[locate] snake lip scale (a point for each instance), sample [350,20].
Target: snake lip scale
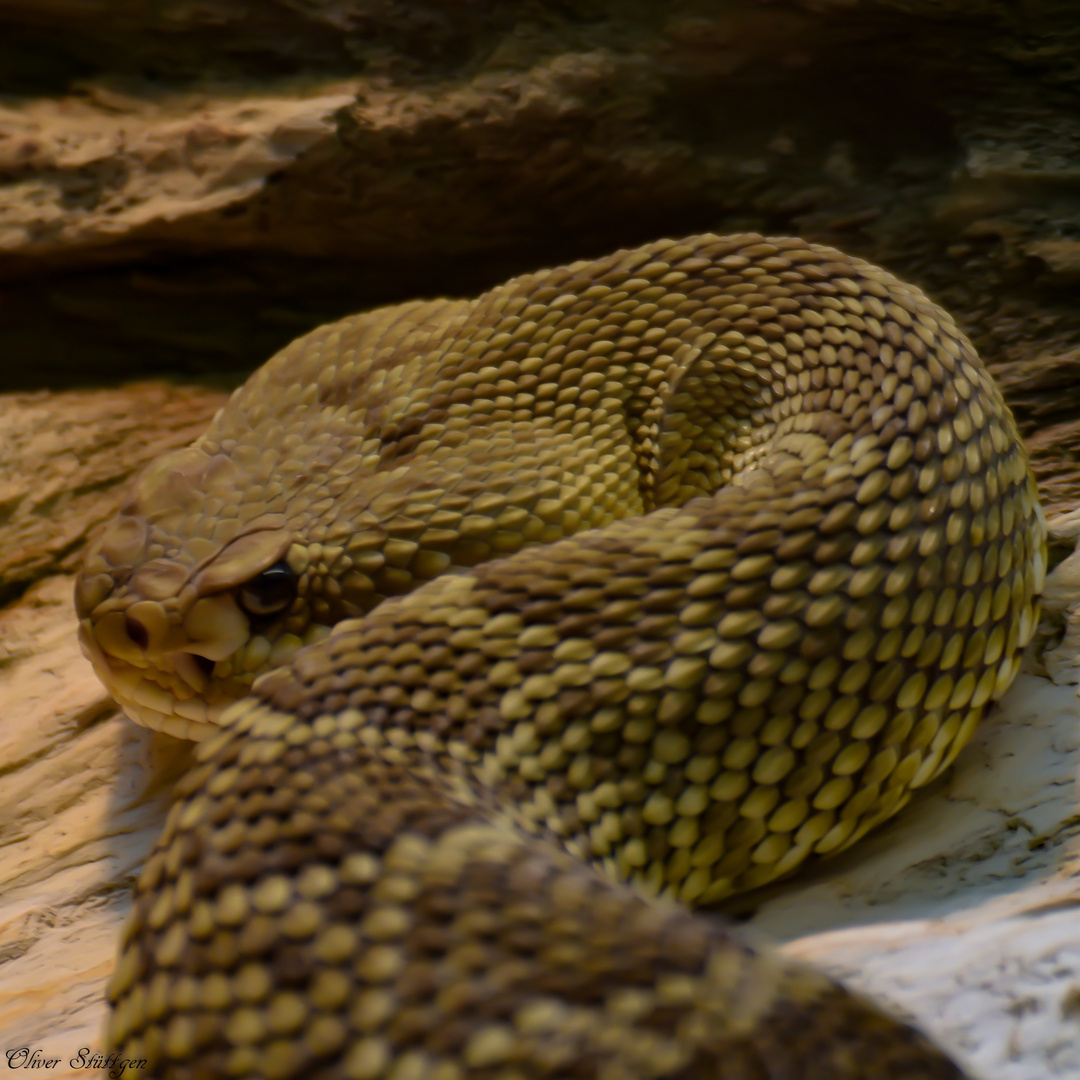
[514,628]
--
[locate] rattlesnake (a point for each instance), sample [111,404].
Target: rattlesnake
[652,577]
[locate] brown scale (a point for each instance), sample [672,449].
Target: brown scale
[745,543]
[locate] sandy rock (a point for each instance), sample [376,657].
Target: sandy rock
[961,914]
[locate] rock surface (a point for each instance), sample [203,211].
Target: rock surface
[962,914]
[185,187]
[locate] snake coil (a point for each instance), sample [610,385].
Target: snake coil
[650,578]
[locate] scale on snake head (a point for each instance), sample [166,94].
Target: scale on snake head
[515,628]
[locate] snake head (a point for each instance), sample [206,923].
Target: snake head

Problem to solve |
Rename "snake head" to "serpent head" in the part of the records that opens with the line containing "[locate] scale on" and closes with the line containing "Target: snake head". Give back only those lines, with nothing else changed.

Finished answer |
[locate] scale on serpent head (a point for each instance), sample [166,94].
Target: scale on serpent head
[515,628]
[locate] serpent head (a point for each instance), sample [206,923].
Target: serpent head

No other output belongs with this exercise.